━━ Source excerpt

Slavery, Confederate Diplomacy, and the Racialist Mission of Henry Hotze

By Bonner, Robert E. | Civil War History, September 2005 | Go to article overview

Slavery, Confederate Diplomacy, and the Racialist Mission of Henry Hotze


Bonner, Robert E., Civil War History


From its inception, New World slavery depended on the willing collaboration of Atlantic empires, kingdoms, and colonies on four different continents. This matrix of international cooperation only began to dissolve with the American and French Revolutions, which initiated a countervailing sequence of international conflicts that began an era of emancipation. By the outbreak of the American Civil War, armed conflict and diplomatic pressures had already played a decisive role in slavery's end across much of the Western Hemisphere. This process culminated in the military clash between the Northern Union and the Southern Confederacy, which forced governments on both sides of the Atlantic to contemplate the future of slavery in North America and, by extension, in Brazil and Cuba, the two remaining outposts of bondage. As the preeminent player in international politics, Great Britain occupied a central role in indirectly assuring Union victory, the freedom of four million Southern slaves, and the ultimate end of chattel slavery throughout the Americas. While the United Kingdom's devotion to "King Cotton" proved to be less important than some Southerners had predicted, British statesmen did not adopt a consistently pro-Union or pro-emancipation policy. A dialogue between government officials and the broader British public involved a calculus of commercial interests, moral and religious convictions, political infighting about democracy's future, and an emerging battle between inherited antislavery sympathies and a newfound openness to scientific racism. (1)

━━━━

Your objective: Translate this sentence from the excerpt on Confederate diplomacy into Spanish: "From its inception, New World slavery depended on the willing collaboration of Atlantic empires, kingdoms, and colonies on four different continents." The data after this point has no connection to the excerpt on Confederate diplomacy.

━━ Data extract

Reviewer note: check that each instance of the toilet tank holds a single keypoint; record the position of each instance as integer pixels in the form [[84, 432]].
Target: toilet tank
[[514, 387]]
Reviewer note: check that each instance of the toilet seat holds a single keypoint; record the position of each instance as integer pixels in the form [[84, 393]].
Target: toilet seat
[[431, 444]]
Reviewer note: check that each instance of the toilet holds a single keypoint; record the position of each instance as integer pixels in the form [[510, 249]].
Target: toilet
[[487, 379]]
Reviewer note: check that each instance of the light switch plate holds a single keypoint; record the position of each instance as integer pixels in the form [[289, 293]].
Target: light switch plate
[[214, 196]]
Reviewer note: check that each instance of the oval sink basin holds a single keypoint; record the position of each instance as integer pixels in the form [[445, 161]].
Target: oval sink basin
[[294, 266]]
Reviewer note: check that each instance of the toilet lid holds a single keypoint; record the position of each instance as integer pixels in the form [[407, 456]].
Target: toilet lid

━━━━

Finished answer: Desde sus inicios, la esclavitud en el Nuevo Mundo dependió de la colaboración voluntaria de imperios, reinos y colonias del Atlántico en cuatro continentes diferentes.